Quote exactly, and only, the lines from the one with "of the eyebrow" through the end of the listing.
>>>
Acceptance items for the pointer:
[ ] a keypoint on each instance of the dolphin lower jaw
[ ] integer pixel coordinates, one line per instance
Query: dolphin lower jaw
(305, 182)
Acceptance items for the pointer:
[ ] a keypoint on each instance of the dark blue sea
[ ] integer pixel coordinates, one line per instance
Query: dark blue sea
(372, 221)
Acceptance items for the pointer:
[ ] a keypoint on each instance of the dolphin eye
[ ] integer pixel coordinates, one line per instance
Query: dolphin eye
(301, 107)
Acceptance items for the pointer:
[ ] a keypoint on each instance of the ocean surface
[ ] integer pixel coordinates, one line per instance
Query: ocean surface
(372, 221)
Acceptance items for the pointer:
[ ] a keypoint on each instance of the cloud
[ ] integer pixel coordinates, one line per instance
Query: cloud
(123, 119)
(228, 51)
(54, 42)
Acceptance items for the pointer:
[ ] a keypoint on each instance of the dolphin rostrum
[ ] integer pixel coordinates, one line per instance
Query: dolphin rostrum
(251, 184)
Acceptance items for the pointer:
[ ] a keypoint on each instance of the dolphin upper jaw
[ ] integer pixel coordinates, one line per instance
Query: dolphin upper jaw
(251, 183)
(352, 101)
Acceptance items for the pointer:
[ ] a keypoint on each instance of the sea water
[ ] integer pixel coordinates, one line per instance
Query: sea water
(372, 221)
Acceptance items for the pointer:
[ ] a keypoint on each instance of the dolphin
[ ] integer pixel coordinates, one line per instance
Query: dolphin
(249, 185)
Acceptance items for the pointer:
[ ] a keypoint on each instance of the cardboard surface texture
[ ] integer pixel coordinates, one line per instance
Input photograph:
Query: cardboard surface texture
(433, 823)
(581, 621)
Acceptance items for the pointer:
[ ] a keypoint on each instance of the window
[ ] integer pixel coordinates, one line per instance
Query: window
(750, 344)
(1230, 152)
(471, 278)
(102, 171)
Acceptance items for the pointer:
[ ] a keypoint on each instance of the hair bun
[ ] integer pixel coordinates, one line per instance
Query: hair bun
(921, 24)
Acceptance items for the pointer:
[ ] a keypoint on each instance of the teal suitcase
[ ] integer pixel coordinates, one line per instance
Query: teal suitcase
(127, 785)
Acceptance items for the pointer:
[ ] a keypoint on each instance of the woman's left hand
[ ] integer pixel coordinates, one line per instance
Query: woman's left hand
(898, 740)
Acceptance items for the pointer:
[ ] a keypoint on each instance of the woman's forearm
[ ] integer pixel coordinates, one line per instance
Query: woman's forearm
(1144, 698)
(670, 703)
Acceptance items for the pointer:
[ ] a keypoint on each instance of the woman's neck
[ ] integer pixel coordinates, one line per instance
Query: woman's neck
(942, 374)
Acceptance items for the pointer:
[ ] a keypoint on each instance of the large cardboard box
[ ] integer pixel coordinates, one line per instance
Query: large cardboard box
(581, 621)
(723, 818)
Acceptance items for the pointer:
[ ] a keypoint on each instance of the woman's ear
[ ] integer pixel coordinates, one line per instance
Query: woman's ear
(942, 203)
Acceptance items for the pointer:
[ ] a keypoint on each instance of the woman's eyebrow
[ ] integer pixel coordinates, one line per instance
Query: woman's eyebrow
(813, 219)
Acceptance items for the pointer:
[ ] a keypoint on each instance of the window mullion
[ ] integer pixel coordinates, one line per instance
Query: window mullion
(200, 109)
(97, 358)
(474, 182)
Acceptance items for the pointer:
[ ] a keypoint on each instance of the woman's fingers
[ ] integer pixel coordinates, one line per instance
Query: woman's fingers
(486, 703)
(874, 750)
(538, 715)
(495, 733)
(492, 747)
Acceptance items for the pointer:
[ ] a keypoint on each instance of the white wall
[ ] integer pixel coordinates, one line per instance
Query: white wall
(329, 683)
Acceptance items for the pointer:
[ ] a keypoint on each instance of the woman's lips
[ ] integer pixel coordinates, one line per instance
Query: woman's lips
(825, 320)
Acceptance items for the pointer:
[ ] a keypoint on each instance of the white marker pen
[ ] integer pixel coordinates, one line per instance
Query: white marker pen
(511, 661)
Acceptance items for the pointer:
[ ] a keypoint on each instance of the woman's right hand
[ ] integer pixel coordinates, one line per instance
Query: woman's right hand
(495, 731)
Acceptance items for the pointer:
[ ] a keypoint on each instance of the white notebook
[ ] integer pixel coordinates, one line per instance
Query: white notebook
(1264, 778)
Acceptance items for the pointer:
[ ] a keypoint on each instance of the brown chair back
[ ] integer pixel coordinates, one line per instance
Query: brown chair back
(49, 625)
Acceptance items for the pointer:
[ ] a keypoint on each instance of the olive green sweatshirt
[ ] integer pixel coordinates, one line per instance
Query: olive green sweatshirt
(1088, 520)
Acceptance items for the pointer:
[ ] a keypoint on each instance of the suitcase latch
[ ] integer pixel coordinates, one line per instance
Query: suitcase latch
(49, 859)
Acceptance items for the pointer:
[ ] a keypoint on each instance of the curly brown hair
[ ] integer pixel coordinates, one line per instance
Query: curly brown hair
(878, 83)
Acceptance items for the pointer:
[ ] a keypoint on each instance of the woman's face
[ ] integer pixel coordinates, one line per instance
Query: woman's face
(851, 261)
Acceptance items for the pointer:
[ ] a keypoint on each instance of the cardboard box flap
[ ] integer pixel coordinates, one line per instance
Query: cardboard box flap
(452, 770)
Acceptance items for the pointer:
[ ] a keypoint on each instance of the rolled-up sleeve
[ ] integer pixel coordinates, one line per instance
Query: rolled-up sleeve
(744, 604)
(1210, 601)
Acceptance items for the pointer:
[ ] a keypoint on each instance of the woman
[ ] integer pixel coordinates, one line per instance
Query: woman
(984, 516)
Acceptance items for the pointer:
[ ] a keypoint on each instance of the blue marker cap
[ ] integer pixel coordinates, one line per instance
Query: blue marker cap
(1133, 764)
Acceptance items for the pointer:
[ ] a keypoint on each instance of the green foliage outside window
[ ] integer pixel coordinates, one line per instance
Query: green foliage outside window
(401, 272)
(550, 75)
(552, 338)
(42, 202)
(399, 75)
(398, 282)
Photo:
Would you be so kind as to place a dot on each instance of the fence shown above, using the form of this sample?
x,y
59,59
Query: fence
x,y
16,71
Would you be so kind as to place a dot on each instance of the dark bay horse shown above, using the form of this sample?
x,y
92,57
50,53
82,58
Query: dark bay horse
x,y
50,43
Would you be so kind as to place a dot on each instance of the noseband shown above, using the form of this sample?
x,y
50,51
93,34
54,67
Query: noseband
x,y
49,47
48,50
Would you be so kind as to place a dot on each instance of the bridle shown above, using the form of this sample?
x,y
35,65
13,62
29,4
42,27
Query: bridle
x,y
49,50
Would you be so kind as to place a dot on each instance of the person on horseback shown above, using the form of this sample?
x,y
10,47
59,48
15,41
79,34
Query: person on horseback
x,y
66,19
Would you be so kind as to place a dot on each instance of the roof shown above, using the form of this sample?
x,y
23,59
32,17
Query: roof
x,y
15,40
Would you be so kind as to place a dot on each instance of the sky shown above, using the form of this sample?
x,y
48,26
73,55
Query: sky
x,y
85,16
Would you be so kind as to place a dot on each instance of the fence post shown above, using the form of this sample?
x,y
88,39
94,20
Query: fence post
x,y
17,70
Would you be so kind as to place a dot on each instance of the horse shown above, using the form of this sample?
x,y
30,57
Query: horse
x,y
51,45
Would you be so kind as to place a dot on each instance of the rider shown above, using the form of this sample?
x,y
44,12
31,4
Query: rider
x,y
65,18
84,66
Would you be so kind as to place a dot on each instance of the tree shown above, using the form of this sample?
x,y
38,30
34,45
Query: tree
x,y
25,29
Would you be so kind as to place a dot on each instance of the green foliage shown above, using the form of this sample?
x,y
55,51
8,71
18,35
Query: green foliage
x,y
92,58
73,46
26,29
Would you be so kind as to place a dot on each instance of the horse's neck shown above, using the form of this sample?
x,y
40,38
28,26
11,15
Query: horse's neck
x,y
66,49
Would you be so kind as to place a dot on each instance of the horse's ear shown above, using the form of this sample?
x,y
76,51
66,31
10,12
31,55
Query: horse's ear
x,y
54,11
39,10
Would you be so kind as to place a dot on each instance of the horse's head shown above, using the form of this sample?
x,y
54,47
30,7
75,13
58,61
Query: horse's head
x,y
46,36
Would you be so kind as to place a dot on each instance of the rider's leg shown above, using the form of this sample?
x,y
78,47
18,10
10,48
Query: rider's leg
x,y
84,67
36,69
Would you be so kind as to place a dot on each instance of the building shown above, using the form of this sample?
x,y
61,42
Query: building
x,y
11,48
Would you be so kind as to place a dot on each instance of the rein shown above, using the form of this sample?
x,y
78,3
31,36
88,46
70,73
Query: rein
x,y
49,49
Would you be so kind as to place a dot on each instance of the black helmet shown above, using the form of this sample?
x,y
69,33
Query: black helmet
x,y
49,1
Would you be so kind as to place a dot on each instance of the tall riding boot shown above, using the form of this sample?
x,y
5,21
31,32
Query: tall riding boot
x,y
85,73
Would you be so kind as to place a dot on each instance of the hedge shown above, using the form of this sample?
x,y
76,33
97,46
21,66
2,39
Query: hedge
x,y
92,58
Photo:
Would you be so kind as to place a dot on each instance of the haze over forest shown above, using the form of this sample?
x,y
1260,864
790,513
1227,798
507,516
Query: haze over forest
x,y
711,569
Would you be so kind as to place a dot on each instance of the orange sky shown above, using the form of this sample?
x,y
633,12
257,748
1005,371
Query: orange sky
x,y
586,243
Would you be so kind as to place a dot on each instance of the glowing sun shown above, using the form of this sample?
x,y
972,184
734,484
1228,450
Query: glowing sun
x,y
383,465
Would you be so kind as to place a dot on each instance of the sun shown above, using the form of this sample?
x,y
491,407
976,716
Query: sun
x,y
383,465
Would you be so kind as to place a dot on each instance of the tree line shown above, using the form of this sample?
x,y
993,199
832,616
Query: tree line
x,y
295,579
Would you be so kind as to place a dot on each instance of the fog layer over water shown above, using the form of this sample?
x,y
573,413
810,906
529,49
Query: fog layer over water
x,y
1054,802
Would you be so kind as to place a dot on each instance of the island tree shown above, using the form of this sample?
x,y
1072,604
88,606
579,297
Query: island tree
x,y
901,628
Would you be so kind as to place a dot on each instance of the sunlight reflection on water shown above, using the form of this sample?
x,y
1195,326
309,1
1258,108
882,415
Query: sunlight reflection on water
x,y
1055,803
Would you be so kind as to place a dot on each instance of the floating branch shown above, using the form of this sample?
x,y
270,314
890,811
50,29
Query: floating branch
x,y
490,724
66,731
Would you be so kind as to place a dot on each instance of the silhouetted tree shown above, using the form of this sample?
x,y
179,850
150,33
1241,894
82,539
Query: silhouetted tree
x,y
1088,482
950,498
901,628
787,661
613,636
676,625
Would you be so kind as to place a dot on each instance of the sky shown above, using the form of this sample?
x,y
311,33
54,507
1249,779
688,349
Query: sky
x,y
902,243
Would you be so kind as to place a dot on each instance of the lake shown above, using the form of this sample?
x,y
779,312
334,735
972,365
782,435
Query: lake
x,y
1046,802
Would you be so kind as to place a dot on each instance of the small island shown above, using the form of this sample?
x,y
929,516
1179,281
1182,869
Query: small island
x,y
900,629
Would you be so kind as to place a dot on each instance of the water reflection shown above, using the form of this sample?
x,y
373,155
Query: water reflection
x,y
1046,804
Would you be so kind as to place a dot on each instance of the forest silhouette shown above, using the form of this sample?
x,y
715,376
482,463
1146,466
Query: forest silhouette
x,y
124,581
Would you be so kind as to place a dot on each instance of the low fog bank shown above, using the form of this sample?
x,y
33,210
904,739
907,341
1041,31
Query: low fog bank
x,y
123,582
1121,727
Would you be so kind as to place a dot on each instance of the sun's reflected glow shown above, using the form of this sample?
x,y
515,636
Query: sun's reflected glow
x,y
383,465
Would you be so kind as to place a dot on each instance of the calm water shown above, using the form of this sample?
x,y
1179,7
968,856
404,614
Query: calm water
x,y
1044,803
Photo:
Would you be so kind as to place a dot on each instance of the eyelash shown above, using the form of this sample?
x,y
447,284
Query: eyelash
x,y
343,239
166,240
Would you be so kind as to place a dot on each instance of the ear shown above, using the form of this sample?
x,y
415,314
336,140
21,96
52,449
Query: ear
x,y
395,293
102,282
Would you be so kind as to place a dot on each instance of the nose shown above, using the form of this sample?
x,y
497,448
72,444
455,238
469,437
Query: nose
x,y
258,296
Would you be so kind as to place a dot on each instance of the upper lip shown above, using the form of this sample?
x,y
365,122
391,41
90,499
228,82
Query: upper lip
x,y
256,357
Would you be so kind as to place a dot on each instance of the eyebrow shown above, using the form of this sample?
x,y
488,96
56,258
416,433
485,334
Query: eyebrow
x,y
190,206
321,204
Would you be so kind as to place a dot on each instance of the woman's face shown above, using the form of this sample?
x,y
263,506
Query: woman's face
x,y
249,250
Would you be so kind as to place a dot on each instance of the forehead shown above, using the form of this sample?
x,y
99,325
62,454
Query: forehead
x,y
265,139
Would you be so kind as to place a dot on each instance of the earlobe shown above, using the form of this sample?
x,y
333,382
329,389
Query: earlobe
<<<
- **Answer for the task**
Would you be so kind as to place a dot on each instance of the eyebrow shown above, using the form of this sample?
x,y
488,96
56,258
416,433
485,334
Query: eyebrow
x,y
190,206
321,204
Would you be so kind as to place a dot on each instance of the woman's face shown above, using the form of this sample?
x,y
263,506
Query: woman's face
x,y
249,250
Would you be so kind as to place a dot on each instance of the forehead shown above, using the form of this sample?
x,y
99,325
62,454
Query: forehead
x,y
265,139
Would you be so kind as to place a dot on each instance of the earlobe shown above, using the form of this sample?
x,y
333,382
329,389
Query: earlobe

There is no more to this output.